■ Selected extract:
- - - - - - -
Cultivating climate resilience: the Shea value chain

Cultivating climate resilience: the Shea value chain

The economy of Burkina Faso remains relatively undiversified and is strongly driven by the climate-sensitive agriculture sector. Burkinabe agriculture is known to be mostly extensive and not highly productive. Major physical constraints, including climate induced variations in rainfall distribution, increased severity and frequency of droughts and soil degradation are a threat to agricultural production and exports as they harm production and provoke volatility in commodity prices. Overall, climate change presents a ‘threat multiplier’ to the Shea value chain, interacting with other non-climate factors characterising the wider Burkinabe environment, economy and society. The Shea tree is considered a vulnerable species that is deemed to be more at risk from human practices than climate change.

Faced by the paradox of high economic growth and difficulties in eradicating poverty, Shea is an important resource in Burkina Faso. Shea production helps reduce poverty through exports and increases food security among the population by providing subsistence. At the same time, although it is affected by climate variability and change, the Shea tree has characteristics that make it a resistant crop, while its genetic diversity gives it high spontaneous adaptive capacity and enables domestication. Shea is beneficial to the overall resilience of the ecosystem, maintaining soil fertility and biodiversity of flora and fauna.

This paper examines the likely impact of climate change on communities engaged in Shea production and trading in Burkina Faso. It presents the results of a climate-resilient value chain analysis that looks at the benefits for local communities of increased Shea production, including the resilience of the value chain to climate change impacts.
- - - - - - -
■ Provided material:

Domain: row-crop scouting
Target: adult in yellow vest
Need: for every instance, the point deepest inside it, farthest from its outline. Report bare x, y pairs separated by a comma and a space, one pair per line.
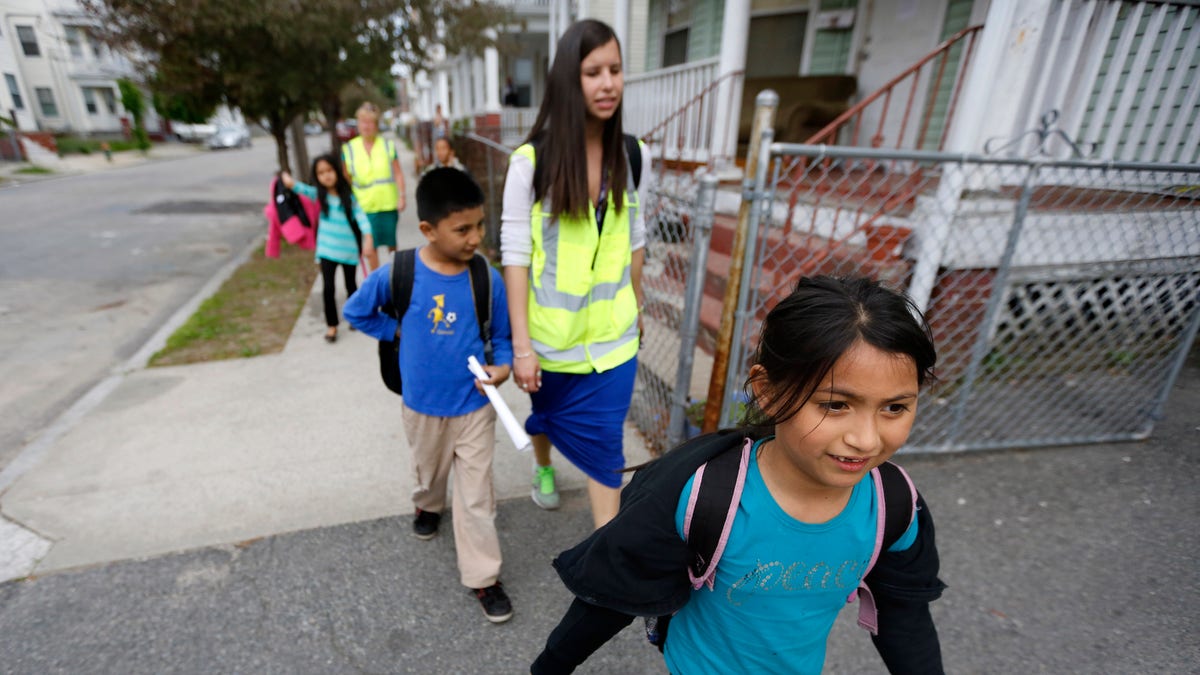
- - - - - - -
■ Requirement 1:
Rewrite the paragraph beginning "Faced by the paradox of high economic growth" from the Shea value chain text as a short bulleted list that keeps its main facts.
■ Requirement 2:
From the Shea value chain text, return the stretch from "Faced by the" through "flora and fauna.", copied word for word.

■ Worked solution 1:
- Burkina Faso has high economic growth but struggles to eradicate poverty, and Shea is an important resource there.
- Shea production reduces poverty through exports and improves food security by providing subsistence.
- The Shea tree is affected by climate variability and change, but its characteristics make it a resistant crop.
- Its genetic diversity gives it high spontaneous adaptive capacity and enables domestication.
- Shea supports ecosystem resilience by maintaining soil fertility and the biodiversity of flora and fauna.

■ Worked solution 2:
Faced by the paradox of high economic growth and difficulties in eradicating poverty, Shea is an important resource in Burkina Faso. Shea production helps reduce poverty through exports and increases food security among the population by providing subsistence. At the same time, although it is affected by climate variability and change, the Shea tree has characteristics that make it a resistant crop, while its genetic diversity gives it high spontaneous adaptive capacity and enables domestication. Shea is beneficial to the overall resilience of the ecosystem, maintaining soil fertility and biodiversity of flora and fauna.